§ Belge Metni:
Daha önce Devlet Güvenlik Mahkemesi olan Bahçeşehir Üniversitesi Beşiktaş kampüsünde, "Adalet ve Medya İlişkisi Adalet Mülkün Temeli, Medya Gerçeğin Sesi" paneli düzenlendi. Panelde konuşan Adalet Bakanı Yılmaz Tunç, "başörtüsüne özgürlüğü savunduğum için 25 yıl önce yargılandığım ve o dönemde Devlet Güvenlik Mahkemesi olan Bahçeşehir Üniversitesi binasında bugün Türkiye Cumhuriyetinin Adalet Bakanı olarak bulunmaktan mutluluk duyuyorum" dedi.
Bakan Tunç, Filistin'de 7 Ekim 2023'ten bu yana dünyanın gözü önünde soykırım işlendiğini, 50 bine yakın insanın şehit edildiğini söyledi.
Bunların yüzde 80'inin kadın ve çocuklardan oluştuğunu kaydeden Tunç, uluslararası medyanın katledilen çocukların hakkını koruyamadığını ve savunamadığını ifade etti.
Tunç, uluslararası medyanın, Filistin'de katliam yapanları adeta destekleyen bir dezenformasyon yaptığını belirterek, "Ama bunun yanında Türk medyasına baktığımız zaman, Anadolu Ajansına baktığımız zaman, önümüzde şu anda Anadolu Ajansının Filistin'le ilgili yayınları var masaların üzerinde. TRT'ye baktığımız zaman, diğer özel televizyon kuruluşlarına baktığımız zaman her birinin muhabirleri, Filistin'den, Gazze'den, İsrail'den, Lübnan'dan oralarda insanlık suçunun işlendiği bölgelerden hayatları pahasına yayınlar yapıyor ve toplumu aydınlatıyor. Hem milletimizi aydınlatıyor hem de dünyaya mesaj veriyor." ifadelerini kullandı.

§ Verilen Bilgiler:
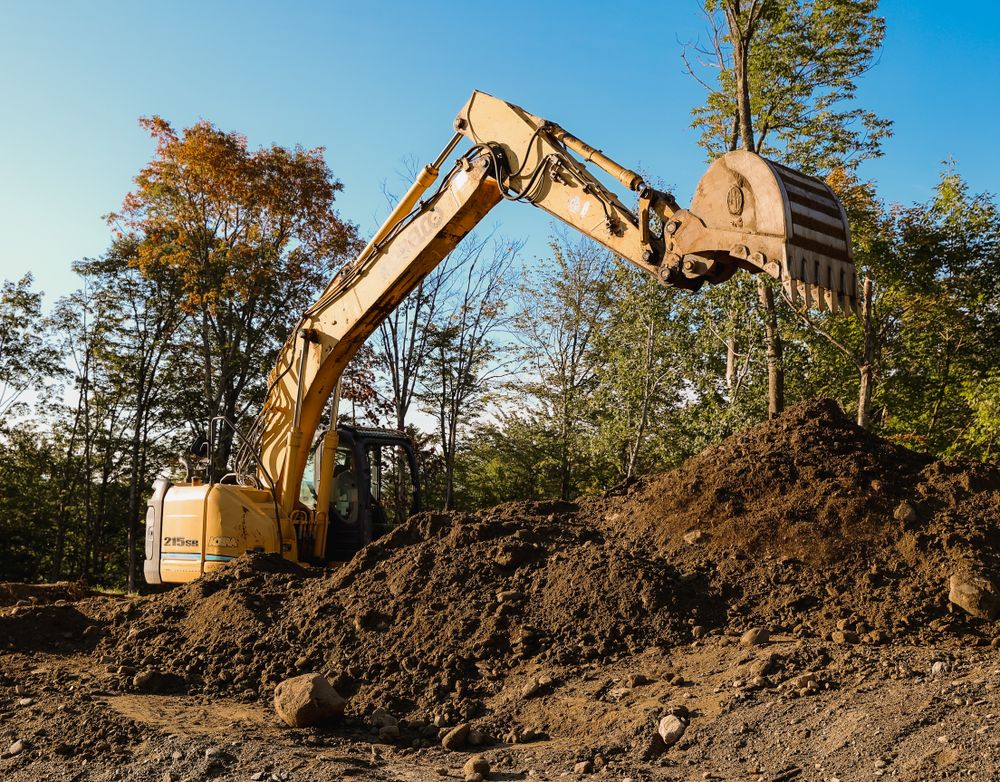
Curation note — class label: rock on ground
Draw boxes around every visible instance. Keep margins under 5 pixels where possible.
[274,673,346,728]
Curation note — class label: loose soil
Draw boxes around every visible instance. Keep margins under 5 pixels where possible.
[0,400,1000,782]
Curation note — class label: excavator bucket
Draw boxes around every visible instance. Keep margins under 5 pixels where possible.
[674,150,858,312]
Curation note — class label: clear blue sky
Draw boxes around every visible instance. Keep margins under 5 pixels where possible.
[0,0,1000,303]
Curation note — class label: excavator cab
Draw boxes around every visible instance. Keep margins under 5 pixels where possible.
[297,426,422,564]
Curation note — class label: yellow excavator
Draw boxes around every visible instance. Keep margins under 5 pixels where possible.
[144,92,857,584]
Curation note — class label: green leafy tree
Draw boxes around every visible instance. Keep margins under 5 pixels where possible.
[0,274,61,421]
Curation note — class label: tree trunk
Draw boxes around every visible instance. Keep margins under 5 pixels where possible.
[726,2,757,152]
[757,278,785,418]
[858,274,877,429]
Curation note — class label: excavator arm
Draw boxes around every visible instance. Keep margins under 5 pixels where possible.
[238,92,856,559]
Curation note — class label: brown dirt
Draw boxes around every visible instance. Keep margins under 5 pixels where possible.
[0,401,1000,782]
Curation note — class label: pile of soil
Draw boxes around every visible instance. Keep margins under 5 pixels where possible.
[98,401,1000,725]
[0,581,93,607]
[102,503,724,719]
[580,399,1000,638]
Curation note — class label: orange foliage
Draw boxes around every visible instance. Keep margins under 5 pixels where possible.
[107,116,357,309]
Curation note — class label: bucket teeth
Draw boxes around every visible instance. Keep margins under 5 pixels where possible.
[688,150,857,313]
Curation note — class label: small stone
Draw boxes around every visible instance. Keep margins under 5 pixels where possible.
[371,709,399,728]
[656,714,687,747]
[750,653,778,677]
[740,627,771,646]
[274,673,346,728]
[892,500,917,524]
[830,630,861,644]
[441,722,472,750]
[948,573,1000,622]
[462,755,490,779]
[132,668,184,692]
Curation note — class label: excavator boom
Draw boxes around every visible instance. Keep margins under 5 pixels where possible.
[146,92,856,583]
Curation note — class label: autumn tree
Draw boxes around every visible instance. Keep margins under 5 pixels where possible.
[108,116,356,472]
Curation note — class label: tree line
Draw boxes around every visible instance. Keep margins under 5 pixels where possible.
[0,0,1000,587]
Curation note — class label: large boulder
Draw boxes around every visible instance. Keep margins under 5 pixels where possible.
[948,571,1000,621]
[274,673,346,728]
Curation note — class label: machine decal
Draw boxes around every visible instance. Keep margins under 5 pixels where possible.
[163,537,198,548]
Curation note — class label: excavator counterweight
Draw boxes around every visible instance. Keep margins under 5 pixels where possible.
[144,92,857,583]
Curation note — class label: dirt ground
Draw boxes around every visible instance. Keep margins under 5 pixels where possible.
[0,400,1000,782]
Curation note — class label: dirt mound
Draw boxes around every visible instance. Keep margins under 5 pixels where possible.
[104,503,723,717]
[0,581,93,607]
[99,401,1000,730]
[581,400,1000,634]
[0,603,98,652]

§ Alıştırma Yönergesi:
Adalet ve medya paneline ilişkin metnin tamamını hiçbir değişiklik yapmadan yazınız.

§ Görevin Cevabı:
Daha önce Devlet Güvenlik Mahkemesi olan Bahçeşehir Üniversitesi Beşiktaş kampüsünde, "Adalet ve Medya İlişkisi Adalet Mülkün Temeli, Medya Gerçeğin Sesi" paneli düzenlendi. Panelde konuşan Adalet Bakanı Yılmaz Tunç, "başörtüsüne özgürlüğü savunduğum için 25 yıl önce yargılandığım ve o dönemde Devlet Güvenlik Mahkemesi olan Bahçeşehir Üniversitesi binasında bugün Türkiye Cumhuriyetinin Adalet Bakanı olarak bulunmaktan mutluluk duyuyorum" dedi.
Bakan Tunç, Filistin'de 7 Ekim 2023'ten bu yana dünyanın gözü önünde soykırım işlendiğini, 50 bine yakın insanın şehit edildiğini söyledi.
Bunların yüzde 80'inin kadın ve çocuklardan oluştuğunu kaydeden Tunç, uluslararası medyanın katledilen çocukların hakkını koruyamadığını ve savunamadığını ifade etti.
Tunç, uluslararası medyanın, Filistin'de katliam yapanları adeta destekleyen bir dezenformasyon yaptığını belirterek, "Ama bunun yanında Türk medyasına baktığımız zaman, Anadolu Ajansına baktığımız zaman, önümüzde şu anda Anadolu Ajansının Filistin'le ilgili yayınları var masaların üzerinde. TRT'ye baktığımız zaman, diğer özel televizyon kuruluşlarına baktığımız zaman her birinin muhabirleri, Filistin'den, Gazze'den, İsrail'den, Lübnan'dan oralarda insanlık suçunun işlendiği bölgelerden hayatları pahasına yayınlar yapıyor ve toplumu aydınlatıyor. Hem milletimizi aydınlatıyor hem de dünyaya mesaj veriyor." ifadelerini kullandı.